> _Your assignment_
Beginning at the line that contains "In this picture, where can the curved" and ending at the last line of the entries, write out each line exactly; include nothing outside that span.

START Available data

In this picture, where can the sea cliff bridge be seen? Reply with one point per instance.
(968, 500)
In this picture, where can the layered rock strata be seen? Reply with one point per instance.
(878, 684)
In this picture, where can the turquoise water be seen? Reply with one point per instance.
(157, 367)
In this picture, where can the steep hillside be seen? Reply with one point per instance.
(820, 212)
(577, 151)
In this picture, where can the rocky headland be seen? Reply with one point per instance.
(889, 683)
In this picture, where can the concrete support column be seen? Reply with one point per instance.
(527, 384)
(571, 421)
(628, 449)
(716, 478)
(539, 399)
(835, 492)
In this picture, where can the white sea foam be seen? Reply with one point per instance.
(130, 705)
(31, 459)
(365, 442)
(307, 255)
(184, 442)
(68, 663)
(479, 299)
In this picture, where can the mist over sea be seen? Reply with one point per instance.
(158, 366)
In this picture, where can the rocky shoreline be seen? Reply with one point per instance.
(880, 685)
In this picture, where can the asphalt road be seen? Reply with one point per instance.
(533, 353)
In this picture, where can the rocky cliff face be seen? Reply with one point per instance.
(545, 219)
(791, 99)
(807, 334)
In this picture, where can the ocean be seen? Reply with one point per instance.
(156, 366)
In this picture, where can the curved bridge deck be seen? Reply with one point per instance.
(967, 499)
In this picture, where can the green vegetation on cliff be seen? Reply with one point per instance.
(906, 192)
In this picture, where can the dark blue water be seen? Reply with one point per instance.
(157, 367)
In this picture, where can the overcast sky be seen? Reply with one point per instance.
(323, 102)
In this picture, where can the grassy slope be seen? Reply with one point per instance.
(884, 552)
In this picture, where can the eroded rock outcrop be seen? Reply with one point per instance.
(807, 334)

END Available data

> _Written solution_
In this picture, where can the curved bridge deck be seen? Reply with one point per instance.
(967, 499)
In this picture, where can the green vegetation on cliff be seen? Reply with one point per instance.
(906, 192)
In this picture, where can the dark blue water be seen? Reply with one point per instance.
(157, 367)
In this picture, where can the overcast sky be seen? Reply with one point per instance.
(323, 102)
In this picture, where can the grassy slope be seen? Reply with one point per instance.
(884, 552)
In this picture, where can the eroded rock outcrop be seen? Reply with one point per instance.
(807, 334)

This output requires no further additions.